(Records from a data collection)
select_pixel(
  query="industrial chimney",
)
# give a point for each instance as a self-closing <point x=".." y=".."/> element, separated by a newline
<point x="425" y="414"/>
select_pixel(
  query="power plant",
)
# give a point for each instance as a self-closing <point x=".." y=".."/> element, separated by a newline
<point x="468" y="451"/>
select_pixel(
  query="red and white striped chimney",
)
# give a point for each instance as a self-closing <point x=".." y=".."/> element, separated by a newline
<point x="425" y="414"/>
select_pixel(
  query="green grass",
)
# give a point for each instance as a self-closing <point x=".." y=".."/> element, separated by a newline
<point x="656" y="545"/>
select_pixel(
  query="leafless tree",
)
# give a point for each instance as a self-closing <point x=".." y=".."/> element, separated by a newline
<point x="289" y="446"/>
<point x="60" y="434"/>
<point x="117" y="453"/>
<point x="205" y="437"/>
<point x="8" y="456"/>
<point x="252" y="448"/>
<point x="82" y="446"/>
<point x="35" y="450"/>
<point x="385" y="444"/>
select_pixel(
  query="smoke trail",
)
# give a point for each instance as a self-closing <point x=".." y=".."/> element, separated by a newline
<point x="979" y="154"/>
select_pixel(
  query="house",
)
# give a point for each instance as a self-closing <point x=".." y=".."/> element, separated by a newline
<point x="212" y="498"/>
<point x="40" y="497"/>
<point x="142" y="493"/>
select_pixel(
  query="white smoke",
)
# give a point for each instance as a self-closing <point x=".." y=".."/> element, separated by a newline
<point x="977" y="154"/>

- **Task details**
Give every line of the material again, exactly as it reads.

- **Answer**
select_pixel(
  query="industrial chimney",
)
# give a point for each instance as a self-closing <point x=".." y=".."/> element, separated by a newline
<point x="425" y="414"/>
select_pixel(
  query="power plant",
)
# give a point for each instance as a self-closing <point x=".." y=".."/> element, separated by a newline
<point x="468" y="451"/>
select_pixel(
  query="red and white striped chimney",
)
# give a point for each instance as a self-closing <point x=".." y=".."/> element, separated by a newline
<point x="425" y="414"/>
select_pixel(
  query="green grass",
)
# give a point for each instance as a self-closing <point x=".." y=".."/> element, separated by a newline
<point x="656" y="545"/>
select_pixel(
  query="leafless tree",
)
# give a point for each instance as a self-closing <point x=".." y=".."/> element, separated by a newline
<point x="289" y="446"/>
<point x="60" y="434"/>
<point x="117" y="453"/>
<point x="205" y="437"/>
<point x="8" y="456"/>
<point x="252" y="448"/>
<point x="82" y="446"/>
<point x="35" y="450"/>
<point x="385" y="444"/>
select_pixel(
  query="smoke trail",
)
# give a point for each instance as a self-closing <point x=".." y=".."/> element, separated by a newline
<point x="979" y="154"/>
select_pixel(
  query="house",
)
# give a point for each instance as a self-closing <point x=".." y=".."/> element, separated by a newline
<point x="212" y="498"/>
<point x="40" y="497"/>
<point x="142" y="493"/>
select_pixel(
  query="white smoke",
)
# give a point for each instance as a self-closing <point x=".." y=".."/> element, separated by a newline
<point x="977" y="154"/>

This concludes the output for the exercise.